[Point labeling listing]
┄┄┄┄┄┄┄┄┄┄

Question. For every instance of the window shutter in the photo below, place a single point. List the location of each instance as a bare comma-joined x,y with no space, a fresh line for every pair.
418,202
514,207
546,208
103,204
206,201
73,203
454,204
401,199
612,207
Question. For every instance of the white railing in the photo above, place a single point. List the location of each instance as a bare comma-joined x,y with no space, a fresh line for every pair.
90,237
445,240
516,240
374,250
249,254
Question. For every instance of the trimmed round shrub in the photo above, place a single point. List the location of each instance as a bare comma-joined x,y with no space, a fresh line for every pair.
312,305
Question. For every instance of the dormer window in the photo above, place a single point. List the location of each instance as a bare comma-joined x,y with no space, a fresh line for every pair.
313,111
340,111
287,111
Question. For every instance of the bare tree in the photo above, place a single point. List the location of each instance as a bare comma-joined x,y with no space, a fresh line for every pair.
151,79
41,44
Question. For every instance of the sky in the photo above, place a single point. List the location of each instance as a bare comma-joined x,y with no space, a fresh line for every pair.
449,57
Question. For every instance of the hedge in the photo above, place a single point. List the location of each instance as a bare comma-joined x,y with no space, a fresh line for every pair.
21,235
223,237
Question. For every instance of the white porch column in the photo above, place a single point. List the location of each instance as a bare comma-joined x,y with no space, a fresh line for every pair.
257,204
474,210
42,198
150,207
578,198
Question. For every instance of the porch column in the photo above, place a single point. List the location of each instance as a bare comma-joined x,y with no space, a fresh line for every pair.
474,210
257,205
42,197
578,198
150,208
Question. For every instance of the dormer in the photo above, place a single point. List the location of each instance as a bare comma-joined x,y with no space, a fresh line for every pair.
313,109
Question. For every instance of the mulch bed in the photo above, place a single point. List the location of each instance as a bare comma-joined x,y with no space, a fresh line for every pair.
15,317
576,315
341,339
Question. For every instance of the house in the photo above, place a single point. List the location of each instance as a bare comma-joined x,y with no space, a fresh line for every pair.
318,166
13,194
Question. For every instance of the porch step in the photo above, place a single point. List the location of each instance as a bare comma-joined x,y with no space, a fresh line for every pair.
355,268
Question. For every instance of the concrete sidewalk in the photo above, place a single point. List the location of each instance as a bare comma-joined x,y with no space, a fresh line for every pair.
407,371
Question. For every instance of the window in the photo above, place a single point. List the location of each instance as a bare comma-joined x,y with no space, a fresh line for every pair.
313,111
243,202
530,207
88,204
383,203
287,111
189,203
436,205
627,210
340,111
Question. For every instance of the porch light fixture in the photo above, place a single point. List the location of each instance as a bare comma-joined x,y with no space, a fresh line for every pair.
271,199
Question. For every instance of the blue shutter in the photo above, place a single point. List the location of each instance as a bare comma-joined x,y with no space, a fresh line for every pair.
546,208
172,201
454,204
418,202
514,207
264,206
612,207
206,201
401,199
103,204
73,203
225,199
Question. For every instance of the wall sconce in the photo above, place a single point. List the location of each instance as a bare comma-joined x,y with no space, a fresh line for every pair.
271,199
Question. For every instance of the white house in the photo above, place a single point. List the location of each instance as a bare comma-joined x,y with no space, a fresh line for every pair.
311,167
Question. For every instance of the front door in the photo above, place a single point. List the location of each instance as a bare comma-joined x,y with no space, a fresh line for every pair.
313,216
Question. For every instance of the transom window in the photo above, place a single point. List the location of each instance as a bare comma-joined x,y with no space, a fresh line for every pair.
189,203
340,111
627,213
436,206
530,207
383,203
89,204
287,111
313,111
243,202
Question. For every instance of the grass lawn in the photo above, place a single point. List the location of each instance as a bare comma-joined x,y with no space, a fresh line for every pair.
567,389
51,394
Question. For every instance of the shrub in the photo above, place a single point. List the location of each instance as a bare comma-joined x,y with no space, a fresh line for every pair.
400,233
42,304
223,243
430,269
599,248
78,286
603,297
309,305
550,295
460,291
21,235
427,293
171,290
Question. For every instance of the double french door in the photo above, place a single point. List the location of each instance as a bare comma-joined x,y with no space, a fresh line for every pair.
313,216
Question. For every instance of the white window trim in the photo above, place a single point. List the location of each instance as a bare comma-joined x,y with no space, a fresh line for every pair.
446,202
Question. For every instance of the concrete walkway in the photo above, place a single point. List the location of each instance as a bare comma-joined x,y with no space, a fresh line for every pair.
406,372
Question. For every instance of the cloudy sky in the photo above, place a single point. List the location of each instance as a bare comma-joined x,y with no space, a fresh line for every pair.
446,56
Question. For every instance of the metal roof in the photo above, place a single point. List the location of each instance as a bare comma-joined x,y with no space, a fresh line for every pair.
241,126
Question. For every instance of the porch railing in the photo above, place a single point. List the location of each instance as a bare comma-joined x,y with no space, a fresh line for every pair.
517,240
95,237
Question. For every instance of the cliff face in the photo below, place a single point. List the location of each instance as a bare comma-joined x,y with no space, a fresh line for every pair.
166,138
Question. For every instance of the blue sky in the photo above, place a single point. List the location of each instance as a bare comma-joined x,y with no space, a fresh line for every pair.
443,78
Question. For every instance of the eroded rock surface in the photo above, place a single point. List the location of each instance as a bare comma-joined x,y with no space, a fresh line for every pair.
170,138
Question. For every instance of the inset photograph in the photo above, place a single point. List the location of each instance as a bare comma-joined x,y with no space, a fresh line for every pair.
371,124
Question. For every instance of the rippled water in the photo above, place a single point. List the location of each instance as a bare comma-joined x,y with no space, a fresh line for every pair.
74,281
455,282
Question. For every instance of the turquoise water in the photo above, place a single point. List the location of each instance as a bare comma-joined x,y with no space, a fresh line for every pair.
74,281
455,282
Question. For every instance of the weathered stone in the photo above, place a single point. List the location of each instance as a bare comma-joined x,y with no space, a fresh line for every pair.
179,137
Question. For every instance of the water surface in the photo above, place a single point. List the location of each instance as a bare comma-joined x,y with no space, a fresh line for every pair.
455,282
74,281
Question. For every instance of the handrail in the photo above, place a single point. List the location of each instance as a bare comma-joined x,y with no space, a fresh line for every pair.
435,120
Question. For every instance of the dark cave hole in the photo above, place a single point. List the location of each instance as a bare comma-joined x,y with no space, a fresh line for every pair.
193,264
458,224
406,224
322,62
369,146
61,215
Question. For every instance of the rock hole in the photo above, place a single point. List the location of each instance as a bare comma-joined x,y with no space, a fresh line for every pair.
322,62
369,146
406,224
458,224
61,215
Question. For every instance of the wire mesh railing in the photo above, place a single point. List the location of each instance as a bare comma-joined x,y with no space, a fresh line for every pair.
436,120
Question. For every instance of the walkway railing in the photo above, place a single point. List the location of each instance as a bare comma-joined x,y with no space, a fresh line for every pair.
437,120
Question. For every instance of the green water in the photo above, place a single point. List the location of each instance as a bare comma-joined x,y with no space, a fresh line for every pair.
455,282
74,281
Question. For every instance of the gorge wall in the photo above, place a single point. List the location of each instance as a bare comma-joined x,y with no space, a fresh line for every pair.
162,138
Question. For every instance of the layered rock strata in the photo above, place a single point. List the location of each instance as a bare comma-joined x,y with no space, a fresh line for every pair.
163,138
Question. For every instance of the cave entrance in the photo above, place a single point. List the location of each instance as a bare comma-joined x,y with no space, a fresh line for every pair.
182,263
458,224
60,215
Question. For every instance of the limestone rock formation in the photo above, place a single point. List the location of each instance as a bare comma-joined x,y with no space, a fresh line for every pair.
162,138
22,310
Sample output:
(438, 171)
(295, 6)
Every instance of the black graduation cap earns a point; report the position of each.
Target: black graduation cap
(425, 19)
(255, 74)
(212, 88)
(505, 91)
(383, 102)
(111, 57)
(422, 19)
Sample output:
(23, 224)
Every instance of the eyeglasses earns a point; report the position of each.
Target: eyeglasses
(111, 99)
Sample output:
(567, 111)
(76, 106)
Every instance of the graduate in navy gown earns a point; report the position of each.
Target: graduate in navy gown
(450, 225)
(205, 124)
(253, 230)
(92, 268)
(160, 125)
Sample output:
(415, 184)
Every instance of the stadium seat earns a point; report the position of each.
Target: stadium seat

┄┄┄┄┄┄┄┄┄┄

## Instruction
Quote the listing above, starting at the line that contains "Question. For every instance of the cave" and ending with the last line of the listing.

## Problem solution
Question. For every instance of the cave entrance in the photo above, place a single point. List the location of each instance as a bare comma-joined x,y with no space, a fresh line for every pair.
182,263
458,224
60,215
Question. For every instance of the limestone rock formation in the photo above, place a single point. List the location of each instance as a bare comma-joined x,y with no space, a fresh line for every pair.
162,138
22,310
Sample output:
(438, 171)
(295, 6)
Every instance of the black graduation cap earns a point; report the position of each.
Target: black graduation cap
(425, 19)
(255, 74)
(212, 88)
(505, 91)
(383, 102)
(111, 57)
(422, 19)
Sample output:
(23, 224)
Every instance of the eyeglasses earns a point; report the position of each.
Target: eyeglasses
(111, 99)
Sample output:
(567, 111)
(76, 106)
Every instance of the graduate in navy gown earns a point; report the position of each.
Target: graduate in navy gown
(450, 225)
(205, 124)
(253, 230)
(92, 268)
(160, 125)
Sample output:
(415, 184)
Every instance of the stadium seat earns a point; report the position of each.
Target: stadium seat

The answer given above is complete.